__Requests__:
(a) From the sge_shepherd manual page below, reproduce everything from "SGE_SHEPHERD(8) | Grid" down to "queue_conf(5) for details).".
(b) According to the sge_shepherd manual page below, at most how many child processes does sge_shepherd start while a job runs?

__Passage shown__:
----

SGE_SHEPHERD(8) | Grid Engine Administrative Commands | SGE_SHEPHERD(8) |
sge_shepherd - Grid Engine single job-controlling agent
sge_shepherd
sge_shepherd provides the parent process functionality for a single Grid Engine job. The parent functionality is necessary on UNIX systems to retrieve resource usage information (see getrusage(2)) after a job has finished. In addition, the sge_shepherd forwards signals to the job, such for suspension, enabling, termination, and the Grid Engine checkpointing signal (see sge_ckpt(1) and queue_conf(5) for details).
The sge_shepherd receives information about the job to be started from the sge_execd(8). During the execution of the job it actually starts up to 5 child processes. First a prolog script is run if this feature is enabled by the prolog parameter in the cluster configuration. (See sge_conf(5).) Next a parallel environment startup procedure is run if the job is a parallel job. (See sge_pe(5) for more information.) After that, the job itself is run, followed by a parallel environment shutdown procedure for parallel jobs, and finally an epilog script if requested by the epilog parameter in the cluster configuration. The prolog and epilog scripts, as well as the parallel environment startup and shutdown procedures, are to be provided by the Grid Engine administrator and are intended for site-specific actions to be taken before and after execution of the actual user job.

----

[Records]

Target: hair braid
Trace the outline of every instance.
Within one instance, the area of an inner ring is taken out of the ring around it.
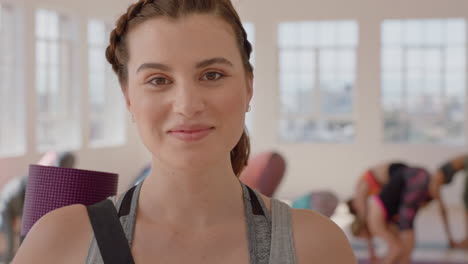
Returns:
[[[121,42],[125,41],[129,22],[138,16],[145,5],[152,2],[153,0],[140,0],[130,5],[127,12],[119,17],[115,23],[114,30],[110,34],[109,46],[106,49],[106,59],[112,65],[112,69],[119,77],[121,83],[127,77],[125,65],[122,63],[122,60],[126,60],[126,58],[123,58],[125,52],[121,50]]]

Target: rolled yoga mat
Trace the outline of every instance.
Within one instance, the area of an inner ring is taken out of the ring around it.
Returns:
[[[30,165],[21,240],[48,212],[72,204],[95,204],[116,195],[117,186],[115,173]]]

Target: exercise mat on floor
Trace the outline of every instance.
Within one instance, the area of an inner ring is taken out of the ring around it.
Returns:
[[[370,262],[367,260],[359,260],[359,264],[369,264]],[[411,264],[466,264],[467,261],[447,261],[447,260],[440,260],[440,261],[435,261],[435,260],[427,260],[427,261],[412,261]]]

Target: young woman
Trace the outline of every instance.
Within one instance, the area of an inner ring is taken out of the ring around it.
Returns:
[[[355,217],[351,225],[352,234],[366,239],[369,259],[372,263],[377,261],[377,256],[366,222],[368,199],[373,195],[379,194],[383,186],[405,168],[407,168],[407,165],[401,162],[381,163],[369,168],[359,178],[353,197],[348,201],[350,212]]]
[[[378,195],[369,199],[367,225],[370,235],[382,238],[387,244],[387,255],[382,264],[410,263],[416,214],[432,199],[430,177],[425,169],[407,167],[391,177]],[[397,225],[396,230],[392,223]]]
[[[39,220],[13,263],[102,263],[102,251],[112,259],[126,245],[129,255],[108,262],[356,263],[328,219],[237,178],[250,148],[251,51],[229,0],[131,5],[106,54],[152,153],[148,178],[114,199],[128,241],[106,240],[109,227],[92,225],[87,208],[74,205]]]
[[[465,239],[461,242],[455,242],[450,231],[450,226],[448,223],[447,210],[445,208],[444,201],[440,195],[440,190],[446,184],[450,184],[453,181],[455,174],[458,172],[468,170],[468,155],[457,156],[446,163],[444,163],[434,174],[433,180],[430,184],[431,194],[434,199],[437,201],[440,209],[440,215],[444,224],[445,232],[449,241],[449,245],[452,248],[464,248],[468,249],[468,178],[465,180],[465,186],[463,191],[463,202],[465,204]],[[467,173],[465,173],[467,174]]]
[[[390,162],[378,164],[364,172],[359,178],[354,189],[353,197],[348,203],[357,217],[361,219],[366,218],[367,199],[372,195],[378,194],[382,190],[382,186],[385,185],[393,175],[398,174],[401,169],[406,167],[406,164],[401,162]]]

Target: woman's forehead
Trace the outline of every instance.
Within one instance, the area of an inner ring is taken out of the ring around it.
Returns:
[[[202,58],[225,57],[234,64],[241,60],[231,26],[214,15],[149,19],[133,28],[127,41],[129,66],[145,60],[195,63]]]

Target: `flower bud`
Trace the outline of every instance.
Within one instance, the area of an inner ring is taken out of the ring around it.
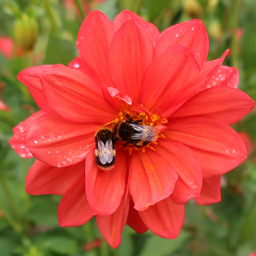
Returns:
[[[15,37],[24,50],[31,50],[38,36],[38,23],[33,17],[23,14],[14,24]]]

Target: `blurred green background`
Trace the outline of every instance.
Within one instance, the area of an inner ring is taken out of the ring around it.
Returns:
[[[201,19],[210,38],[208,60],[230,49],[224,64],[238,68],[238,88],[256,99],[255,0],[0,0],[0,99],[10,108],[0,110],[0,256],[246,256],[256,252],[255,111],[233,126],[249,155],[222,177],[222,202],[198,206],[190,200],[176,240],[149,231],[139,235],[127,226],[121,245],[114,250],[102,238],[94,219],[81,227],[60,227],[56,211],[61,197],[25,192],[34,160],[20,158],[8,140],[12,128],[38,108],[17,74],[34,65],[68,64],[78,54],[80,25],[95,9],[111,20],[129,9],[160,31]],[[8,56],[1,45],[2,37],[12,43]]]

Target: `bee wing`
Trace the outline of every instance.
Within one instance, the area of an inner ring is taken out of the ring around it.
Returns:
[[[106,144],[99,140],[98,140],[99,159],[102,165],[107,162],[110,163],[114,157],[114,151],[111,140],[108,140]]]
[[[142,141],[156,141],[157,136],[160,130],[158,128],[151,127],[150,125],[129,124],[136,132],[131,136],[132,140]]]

----

__Task-by-task outputs__:
(a)
SGE_SHEPHERD(8) | Grid Engine Administrative Commands | SGE_SHEPHERD(8) |
sge_shepherd - Grid Engine single job-controlling agent
sge_shepherd
sge_shepherd provides the parent process functionality for a single Grid Engine job. The parent functionality is necessary on UNIX systems to retrieve resource usage information (see getrusage(2)) after a job has finished. In addition, the sge_shepherd forwards signals to the job, such for suspension, enabling, termination, and the Grid Engine checkpointing signal (see sge_ckpt(1) and queue_conf(5) for details).

(b) Up to 5.